■ Work instructions ■
Update the items below by replacing "upholstered" with "padded" and leave every other word the same.
# # # # # # #
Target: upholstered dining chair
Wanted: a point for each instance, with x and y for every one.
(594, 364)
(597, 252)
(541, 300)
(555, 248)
# # # # # # #
■ Finished answer ■
Target: padded dining chair
Wanted: a point for each instance, with x and y for every one.
(594, 364)
(597, 252)
(541, 300)
(555, 248)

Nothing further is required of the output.